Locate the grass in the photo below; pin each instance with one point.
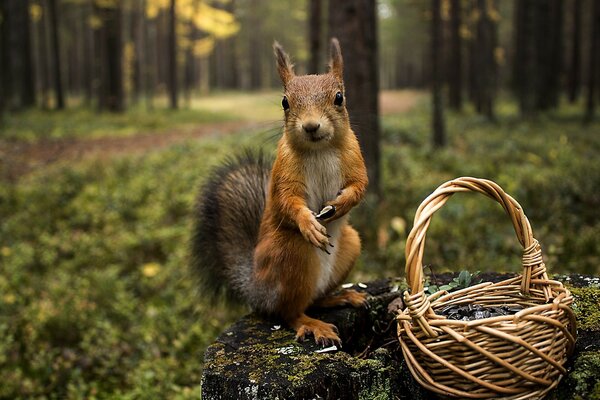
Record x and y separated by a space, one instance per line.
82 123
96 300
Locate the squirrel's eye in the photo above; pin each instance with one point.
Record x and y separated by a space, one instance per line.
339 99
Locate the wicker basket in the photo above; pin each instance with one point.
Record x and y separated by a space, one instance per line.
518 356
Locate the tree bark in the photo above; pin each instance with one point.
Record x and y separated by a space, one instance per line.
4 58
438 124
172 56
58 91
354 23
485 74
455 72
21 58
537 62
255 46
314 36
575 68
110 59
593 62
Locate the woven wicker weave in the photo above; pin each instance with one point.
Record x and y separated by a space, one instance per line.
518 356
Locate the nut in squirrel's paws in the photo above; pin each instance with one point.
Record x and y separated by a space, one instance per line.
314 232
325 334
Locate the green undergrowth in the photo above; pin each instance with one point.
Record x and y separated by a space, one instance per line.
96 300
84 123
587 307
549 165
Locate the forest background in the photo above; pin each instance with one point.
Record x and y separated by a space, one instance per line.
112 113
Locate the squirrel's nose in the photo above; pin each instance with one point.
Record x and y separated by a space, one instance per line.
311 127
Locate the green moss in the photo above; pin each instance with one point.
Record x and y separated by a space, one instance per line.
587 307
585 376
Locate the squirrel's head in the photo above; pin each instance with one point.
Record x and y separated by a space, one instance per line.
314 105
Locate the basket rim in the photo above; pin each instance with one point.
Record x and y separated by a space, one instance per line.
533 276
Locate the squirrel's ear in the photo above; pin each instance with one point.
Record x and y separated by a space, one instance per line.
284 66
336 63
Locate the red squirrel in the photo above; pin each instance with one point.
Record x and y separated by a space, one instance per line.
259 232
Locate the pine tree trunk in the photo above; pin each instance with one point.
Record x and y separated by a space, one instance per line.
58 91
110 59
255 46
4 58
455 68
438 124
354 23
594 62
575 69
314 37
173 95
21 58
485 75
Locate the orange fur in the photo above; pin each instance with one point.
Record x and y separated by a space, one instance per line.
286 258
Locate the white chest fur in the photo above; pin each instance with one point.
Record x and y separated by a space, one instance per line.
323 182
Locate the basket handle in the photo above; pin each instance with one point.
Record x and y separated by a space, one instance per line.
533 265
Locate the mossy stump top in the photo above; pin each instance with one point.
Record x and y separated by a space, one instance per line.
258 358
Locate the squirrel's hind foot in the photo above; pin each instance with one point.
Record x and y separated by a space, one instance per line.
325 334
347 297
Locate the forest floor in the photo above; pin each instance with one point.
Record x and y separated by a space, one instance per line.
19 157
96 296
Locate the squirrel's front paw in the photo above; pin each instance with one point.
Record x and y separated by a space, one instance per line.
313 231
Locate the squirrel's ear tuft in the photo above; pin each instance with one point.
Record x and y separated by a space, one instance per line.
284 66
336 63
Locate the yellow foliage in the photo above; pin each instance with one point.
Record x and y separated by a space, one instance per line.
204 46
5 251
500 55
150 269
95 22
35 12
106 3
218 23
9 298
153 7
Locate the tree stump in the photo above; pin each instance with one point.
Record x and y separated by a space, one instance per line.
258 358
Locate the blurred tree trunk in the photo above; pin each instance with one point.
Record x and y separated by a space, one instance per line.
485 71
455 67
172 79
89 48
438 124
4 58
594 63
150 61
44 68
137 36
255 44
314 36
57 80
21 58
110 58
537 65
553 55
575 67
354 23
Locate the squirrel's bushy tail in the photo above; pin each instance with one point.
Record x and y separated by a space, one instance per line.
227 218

...

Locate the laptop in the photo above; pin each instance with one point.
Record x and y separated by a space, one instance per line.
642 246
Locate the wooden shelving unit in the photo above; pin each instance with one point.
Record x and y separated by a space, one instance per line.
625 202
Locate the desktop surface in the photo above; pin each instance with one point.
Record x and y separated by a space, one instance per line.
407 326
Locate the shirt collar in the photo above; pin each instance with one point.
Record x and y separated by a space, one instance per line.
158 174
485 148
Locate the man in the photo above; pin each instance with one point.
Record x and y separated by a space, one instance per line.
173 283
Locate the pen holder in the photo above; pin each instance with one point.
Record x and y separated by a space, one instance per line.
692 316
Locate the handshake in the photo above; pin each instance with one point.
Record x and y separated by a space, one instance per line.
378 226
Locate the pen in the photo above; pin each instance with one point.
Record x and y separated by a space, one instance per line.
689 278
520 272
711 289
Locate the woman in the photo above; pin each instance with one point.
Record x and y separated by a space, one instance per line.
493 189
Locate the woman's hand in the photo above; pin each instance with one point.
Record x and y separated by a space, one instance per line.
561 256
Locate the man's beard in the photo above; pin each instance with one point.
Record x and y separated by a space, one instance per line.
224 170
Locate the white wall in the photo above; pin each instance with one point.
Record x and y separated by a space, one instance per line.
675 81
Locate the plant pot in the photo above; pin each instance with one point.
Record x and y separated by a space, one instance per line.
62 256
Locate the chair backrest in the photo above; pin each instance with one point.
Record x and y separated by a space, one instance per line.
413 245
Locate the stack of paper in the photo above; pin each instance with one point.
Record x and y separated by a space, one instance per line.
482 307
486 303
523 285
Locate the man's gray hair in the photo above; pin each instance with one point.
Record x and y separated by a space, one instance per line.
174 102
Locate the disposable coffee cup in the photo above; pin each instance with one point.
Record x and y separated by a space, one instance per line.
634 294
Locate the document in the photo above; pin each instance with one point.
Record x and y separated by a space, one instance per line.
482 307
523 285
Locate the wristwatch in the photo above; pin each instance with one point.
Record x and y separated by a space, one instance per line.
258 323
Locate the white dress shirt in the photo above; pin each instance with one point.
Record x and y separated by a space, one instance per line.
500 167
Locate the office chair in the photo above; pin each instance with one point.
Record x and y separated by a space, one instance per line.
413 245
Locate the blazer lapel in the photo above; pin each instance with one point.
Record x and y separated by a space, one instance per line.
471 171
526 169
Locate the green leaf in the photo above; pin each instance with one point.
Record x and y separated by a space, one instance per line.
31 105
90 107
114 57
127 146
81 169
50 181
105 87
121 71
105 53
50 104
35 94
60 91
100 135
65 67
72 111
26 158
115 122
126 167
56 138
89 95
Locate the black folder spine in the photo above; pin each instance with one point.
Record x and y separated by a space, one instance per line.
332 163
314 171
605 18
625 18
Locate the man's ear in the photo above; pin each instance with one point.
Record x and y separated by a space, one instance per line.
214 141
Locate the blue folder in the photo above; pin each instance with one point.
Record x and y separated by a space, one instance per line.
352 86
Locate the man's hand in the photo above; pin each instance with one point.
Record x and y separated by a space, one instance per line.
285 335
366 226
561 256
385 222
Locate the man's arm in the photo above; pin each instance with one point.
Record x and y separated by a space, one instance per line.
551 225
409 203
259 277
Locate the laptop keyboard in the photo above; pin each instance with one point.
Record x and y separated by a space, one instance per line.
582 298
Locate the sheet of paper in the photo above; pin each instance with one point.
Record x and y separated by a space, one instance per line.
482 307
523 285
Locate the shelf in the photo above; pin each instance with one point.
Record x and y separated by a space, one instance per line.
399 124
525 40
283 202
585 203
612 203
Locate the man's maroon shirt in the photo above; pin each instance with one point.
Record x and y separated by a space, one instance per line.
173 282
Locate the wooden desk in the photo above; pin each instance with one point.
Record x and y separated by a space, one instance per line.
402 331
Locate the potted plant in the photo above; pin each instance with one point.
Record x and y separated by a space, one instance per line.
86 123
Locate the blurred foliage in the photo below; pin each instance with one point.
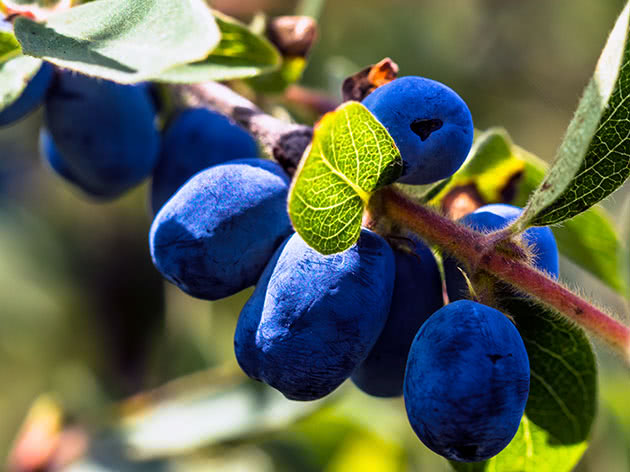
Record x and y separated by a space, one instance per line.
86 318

● **ABOUT THIS EXERCISE**
Figure out how many lines of the listing above include "white"; the answer is that number alone.

● **RESPONSE TO THIS TASK**
3